◆ Exercise task ◆
Extract exactly the range of lines bounded by the line containing "You are given a photograph. For the concrete" and the final line of the listing, both ends included, and no other lines.

◆ Excerpted data ◆
#####
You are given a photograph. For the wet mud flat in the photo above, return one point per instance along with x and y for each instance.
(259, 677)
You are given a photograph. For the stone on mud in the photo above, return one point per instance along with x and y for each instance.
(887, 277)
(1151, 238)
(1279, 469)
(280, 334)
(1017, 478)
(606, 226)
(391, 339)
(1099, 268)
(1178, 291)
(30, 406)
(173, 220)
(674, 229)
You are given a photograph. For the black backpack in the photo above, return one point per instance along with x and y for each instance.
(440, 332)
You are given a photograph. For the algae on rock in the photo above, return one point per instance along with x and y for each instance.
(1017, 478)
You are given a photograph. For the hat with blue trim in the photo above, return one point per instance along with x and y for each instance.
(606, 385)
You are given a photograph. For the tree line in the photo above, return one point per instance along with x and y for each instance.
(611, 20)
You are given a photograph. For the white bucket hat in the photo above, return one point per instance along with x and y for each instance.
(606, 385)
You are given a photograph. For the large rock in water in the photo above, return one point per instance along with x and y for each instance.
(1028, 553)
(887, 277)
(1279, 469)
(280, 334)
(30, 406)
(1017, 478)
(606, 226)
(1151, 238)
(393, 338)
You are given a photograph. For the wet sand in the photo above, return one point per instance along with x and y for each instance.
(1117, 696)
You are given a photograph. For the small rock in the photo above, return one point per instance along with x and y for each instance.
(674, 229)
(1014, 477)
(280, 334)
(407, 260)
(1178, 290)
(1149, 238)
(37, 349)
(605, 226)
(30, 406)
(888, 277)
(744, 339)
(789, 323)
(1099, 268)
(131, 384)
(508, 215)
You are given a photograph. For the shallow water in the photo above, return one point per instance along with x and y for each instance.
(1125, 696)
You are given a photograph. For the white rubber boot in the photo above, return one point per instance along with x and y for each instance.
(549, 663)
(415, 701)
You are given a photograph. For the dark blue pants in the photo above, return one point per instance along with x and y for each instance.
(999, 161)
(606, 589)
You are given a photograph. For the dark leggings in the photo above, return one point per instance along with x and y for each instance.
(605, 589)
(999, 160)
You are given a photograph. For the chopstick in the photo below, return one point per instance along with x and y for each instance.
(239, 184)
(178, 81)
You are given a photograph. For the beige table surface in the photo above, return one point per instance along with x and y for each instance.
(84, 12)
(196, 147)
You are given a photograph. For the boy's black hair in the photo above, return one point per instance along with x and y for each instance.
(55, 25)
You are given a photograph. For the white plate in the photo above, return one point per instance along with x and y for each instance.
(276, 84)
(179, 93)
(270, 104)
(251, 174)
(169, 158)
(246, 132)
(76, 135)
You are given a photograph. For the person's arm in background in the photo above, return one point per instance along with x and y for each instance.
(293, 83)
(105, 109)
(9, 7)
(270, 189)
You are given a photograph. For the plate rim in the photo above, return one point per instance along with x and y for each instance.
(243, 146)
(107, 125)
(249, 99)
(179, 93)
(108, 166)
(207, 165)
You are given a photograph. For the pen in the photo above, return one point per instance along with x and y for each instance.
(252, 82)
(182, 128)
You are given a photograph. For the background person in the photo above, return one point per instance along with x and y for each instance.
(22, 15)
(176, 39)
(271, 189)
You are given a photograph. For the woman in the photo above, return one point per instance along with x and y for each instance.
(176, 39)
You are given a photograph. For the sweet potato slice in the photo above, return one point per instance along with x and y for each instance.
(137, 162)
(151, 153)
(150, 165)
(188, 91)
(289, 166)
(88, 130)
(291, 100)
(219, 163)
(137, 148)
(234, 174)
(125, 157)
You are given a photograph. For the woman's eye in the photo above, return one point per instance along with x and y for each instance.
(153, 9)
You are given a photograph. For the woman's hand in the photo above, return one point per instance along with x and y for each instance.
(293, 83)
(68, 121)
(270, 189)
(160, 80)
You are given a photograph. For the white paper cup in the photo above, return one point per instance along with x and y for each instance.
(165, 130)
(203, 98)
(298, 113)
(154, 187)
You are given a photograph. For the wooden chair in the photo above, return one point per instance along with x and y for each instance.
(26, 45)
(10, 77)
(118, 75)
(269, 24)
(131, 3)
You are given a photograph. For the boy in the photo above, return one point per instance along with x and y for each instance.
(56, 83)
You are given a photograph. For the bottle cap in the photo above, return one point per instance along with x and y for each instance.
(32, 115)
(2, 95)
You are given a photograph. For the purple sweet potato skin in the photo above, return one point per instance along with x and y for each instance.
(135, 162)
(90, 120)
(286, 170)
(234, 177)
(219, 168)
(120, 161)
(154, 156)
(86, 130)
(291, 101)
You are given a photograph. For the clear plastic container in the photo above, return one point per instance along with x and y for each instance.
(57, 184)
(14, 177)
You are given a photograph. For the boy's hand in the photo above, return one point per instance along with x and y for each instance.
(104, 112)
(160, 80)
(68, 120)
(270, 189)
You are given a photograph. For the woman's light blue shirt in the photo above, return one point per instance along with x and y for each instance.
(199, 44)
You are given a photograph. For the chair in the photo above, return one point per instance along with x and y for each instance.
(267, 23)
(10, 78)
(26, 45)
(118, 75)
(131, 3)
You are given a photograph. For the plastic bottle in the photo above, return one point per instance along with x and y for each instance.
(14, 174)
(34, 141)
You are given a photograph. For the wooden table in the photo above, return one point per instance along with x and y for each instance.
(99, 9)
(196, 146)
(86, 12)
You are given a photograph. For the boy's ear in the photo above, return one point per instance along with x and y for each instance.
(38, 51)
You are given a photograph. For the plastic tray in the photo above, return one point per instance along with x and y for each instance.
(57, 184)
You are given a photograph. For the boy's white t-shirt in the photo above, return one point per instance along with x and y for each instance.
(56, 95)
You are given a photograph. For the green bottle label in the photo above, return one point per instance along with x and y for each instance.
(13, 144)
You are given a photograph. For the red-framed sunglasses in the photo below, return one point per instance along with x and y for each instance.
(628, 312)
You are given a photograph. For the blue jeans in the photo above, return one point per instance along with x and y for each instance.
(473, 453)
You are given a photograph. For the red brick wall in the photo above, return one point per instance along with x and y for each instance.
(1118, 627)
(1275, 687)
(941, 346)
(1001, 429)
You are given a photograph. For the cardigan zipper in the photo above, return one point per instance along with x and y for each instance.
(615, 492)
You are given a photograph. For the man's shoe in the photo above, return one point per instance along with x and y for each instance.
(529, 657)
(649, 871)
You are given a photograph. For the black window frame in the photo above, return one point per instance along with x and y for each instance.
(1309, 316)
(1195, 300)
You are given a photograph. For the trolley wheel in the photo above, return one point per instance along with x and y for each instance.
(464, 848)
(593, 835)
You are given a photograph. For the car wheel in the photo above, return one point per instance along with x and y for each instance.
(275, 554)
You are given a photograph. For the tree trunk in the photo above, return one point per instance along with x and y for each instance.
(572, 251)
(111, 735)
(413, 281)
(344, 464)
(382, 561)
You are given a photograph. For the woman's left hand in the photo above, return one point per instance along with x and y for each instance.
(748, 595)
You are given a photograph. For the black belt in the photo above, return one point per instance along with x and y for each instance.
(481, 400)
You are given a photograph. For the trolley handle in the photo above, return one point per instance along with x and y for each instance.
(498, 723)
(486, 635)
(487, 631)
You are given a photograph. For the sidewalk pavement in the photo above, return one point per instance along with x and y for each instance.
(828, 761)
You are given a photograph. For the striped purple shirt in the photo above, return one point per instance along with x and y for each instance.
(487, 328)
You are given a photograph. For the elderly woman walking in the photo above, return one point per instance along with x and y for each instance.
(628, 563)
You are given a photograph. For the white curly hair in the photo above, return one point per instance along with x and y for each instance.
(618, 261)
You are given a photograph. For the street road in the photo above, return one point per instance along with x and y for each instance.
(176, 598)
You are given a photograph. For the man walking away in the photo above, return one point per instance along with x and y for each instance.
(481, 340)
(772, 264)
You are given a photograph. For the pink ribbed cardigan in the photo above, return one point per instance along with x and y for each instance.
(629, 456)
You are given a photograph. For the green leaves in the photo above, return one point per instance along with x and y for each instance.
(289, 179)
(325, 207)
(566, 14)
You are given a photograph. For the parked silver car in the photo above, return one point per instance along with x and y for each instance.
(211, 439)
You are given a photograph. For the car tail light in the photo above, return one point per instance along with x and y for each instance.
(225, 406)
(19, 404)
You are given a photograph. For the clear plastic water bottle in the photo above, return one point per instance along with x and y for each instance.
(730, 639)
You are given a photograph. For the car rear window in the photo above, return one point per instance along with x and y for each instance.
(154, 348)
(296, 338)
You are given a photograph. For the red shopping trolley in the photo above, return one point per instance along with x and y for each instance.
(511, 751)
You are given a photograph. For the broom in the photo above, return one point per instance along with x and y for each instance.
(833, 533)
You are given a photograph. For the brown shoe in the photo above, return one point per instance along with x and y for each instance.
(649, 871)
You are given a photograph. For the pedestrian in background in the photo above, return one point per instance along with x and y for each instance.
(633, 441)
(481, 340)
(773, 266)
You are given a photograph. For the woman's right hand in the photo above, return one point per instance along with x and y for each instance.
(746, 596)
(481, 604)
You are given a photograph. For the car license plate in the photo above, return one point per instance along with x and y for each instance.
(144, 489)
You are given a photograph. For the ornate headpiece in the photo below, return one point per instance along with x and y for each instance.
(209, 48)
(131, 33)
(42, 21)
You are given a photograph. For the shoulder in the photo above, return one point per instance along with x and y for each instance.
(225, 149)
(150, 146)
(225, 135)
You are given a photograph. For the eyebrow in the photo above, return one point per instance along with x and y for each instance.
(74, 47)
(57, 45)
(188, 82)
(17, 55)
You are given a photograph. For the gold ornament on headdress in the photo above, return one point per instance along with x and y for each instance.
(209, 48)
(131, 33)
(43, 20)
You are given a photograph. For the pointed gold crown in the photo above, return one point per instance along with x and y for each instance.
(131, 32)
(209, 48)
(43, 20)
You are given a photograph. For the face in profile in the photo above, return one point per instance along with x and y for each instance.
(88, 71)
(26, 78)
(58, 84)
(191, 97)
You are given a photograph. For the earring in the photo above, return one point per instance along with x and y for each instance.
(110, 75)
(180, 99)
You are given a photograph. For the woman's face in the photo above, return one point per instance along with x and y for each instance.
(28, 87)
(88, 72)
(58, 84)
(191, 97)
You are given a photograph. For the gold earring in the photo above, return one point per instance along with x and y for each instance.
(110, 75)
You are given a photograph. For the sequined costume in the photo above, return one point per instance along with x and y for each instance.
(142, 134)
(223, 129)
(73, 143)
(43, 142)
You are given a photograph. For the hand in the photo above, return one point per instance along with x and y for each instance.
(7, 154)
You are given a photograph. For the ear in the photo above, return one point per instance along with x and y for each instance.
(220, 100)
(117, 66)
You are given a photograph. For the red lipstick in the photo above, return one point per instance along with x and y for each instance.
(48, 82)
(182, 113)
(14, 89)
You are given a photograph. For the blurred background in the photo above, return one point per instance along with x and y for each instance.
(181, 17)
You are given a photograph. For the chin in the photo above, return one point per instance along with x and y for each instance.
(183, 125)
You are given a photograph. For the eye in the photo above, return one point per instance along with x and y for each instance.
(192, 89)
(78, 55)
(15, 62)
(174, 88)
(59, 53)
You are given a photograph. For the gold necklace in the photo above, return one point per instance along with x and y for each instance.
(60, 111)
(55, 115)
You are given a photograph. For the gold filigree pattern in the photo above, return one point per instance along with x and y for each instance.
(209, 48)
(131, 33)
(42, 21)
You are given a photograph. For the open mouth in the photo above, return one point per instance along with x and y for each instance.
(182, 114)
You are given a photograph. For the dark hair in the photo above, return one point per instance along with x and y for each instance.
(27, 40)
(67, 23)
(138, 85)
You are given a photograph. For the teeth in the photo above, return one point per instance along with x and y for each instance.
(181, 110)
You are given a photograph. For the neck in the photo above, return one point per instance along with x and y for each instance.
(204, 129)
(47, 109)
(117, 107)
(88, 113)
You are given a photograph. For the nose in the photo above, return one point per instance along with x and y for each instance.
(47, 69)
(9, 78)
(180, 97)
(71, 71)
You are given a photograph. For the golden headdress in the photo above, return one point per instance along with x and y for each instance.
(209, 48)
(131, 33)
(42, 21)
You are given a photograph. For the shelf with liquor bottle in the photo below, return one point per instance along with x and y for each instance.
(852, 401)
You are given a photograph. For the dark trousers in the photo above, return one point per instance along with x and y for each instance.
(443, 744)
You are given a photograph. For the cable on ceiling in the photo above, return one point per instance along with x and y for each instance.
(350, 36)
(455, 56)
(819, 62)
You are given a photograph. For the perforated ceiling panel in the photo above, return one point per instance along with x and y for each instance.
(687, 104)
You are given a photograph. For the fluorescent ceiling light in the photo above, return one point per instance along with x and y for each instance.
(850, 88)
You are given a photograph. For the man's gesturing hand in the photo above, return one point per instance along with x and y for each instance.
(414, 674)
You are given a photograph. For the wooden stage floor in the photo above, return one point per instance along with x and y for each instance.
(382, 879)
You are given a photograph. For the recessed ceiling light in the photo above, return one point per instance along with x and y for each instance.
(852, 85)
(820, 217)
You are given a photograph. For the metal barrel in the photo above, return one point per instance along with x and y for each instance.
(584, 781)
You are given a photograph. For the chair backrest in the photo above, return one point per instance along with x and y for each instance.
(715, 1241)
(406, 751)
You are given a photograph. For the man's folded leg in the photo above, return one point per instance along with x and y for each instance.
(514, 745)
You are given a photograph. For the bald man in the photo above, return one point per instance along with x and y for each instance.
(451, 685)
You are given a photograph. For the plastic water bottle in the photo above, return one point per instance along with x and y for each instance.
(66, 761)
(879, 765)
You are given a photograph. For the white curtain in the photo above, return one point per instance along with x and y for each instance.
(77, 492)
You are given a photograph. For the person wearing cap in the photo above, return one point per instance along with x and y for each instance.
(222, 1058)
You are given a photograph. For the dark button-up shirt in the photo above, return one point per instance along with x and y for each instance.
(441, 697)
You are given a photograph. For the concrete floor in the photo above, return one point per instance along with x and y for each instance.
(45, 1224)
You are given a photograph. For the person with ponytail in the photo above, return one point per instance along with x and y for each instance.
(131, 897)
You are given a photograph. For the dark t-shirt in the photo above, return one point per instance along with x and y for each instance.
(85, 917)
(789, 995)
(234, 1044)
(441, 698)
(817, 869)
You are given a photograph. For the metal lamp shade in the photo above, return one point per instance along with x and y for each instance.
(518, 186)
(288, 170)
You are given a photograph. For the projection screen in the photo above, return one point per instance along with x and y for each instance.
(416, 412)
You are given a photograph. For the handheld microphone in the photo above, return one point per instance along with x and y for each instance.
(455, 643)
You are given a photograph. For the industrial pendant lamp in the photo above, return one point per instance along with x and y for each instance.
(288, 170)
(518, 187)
#####
◆ Task response ◆
You are given a photograph. For the concrete floor in the photo above, return one point per instance along with x and y for each instance.
(45, 1224)
You are given a photograph. For the person with ponytail in the photo above, return one point per instance along with x and y for each instance.
(131, 897)
You are given a photograph. For the dark t-shirt in the photo above, return one point per instance along with x and y for each instance.
(85, 917)
(789, 995)
(234, 1044)
(441, 698)
(817, 869)
You are given a photograph. For the metal lamp shade in the photo above, return one point per instance along with x and y for each instance.
(518, 186)
(288, 170)
You are given a photograph. For the projection screen in the photo above, return one point per instance along with x and y for each instance.
(416, 412)
You are given a photograph. For the handheld microphone in the photo above, return one point per instance along with x and y for each instance.
(455, 643)
You are given a photograph. For the industrial pendant lamp in the photo above, return one point per instance along with x and y for each instance.
(288, 170)
(518, 187)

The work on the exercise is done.